→ Exercise a: Reproduce the passage on earthquake magnitude from "I imagine Mr." to "destructive as 5.0.", word for word.

→ Document segment:
• • •

Popularly (but inacurately) called the Richter scale, today’s seismologists measure an earthquake’s energy according to what is technically called the moment magnitude scale.

The magnitude scale is logarithmic: Each increase in the magnitude number actually represents more than 30 times the magnitude of energy released. A 7.0 magnitude quake is 32 megatons of seismic energy, where a 6.0 is only 1 megaton of seismic energy.

I imagine Mr. Richter and his successors prefer to use such a logarithmic scale because it permits them to communicate a quake’s magnitude extremely efficiently. They’re mathematicians, they intuitively understand that 5.4 is actually 5 times bigger than 5.0.

But for the rest of us, even those of us who are numerically literate, the logarithmic scale isn’t something we use every day. To most of us, 5.4 is only a little more than 5. Indeed, 7 isn’t that much more than 5 for us, either — yet in earthquake terms, 7.0 is one thousand times as destructive as 5.0.

• • •

→ Dataset:
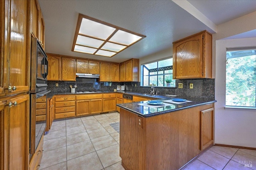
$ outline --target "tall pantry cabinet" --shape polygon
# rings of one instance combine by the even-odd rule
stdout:
[[[0,1],[0,169],[29,162],[30,1]]]

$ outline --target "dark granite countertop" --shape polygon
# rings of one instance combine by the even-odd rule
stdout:
[[[163,97],[165,97],[165,96],[163,96]],[[172,98],[162,98],[162,99],[154,100],[162,101],[170,100]],[[186,98],[188,100],[191,101],[192,102],[180,104],[174,104],[163,102],[164,103],[168,103],[171,104],[170,106],[164,106],[157,108],[150,108],[138,104],[146,103],[147,101],[117,104],[116,106],[136,115],[146,117],[169,113],[171,111],[176,111],[182,109],[187,109],[200,105],[214,103],[217,102],[217,101],[215,100],[207,100],[200,98],[186,98],[182,97],[179,97],[179,98]]]

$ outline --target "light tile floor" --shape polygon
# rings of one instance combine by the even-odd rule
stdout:
[[[119,134],[110,125],[119,118],[114,112],[54,121],[40,170],[124,170]],[[256,150],[214,146],[185,169],[256,170]]]

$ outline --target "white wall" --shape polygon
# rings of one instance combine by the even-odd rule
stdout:
[[[256,148],[256,111],[225,110],[226,53],[228,47],[256,46],[255,35],[223,40],[256,29],[256,12],[218,26],[213,35],[213,72],[216,75],[215,143]],[[214,66],[216,65],[216,66]]]
[[[256,110],[225,110],[226,48],[256,46],[256,38],[216,41],[215,143],[256,147]]]

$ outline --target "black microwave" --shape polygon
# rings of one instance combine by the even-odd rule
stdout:
[[[37,39],[33,37],[31,54],[30,92],[36,93],[46,90],[47,86],[48,60]]]

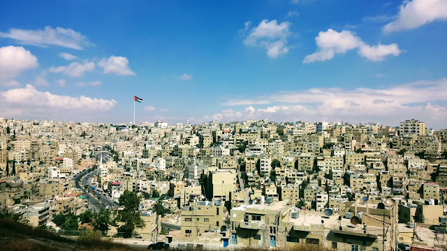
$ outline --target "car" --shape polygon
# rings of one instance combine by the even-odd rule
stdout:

• • •

→ Exercise b: Return every line of the entries that contains the string "outline", matching case exactly.

→ Problem solution a:
I imagine Mr. Richter and his successors prefer to use such a logarithmic scale because it permits them to communicate a quake’s magnitude extremely efficiently. They’re mathematicians, they intuitively understand that 5.4 is actually 5 times bigger than 5.0.

But for the rest of us, even those of us who are numerically literate, the logarithmic scale isn’t something we use every day. To most of us, 5.4 is only a little more than 5. Indeed, 7 isn’t that much more than 5 for us, either — yet in earthquake terms, 7.0 is one thousand times as destructive as 5.0.

→ Problem solution b:
$ outline --target "tall pantry cabinet" --shape polygon
$ outline --target "dark granite countertop" --shape polygon
$ outline --target "light tile floor" --shape polygon
$ outline --target "white wall" --shape polygon
$ outline --target "black microwave" --shape polygon
$ outline --target "car" --shape polygon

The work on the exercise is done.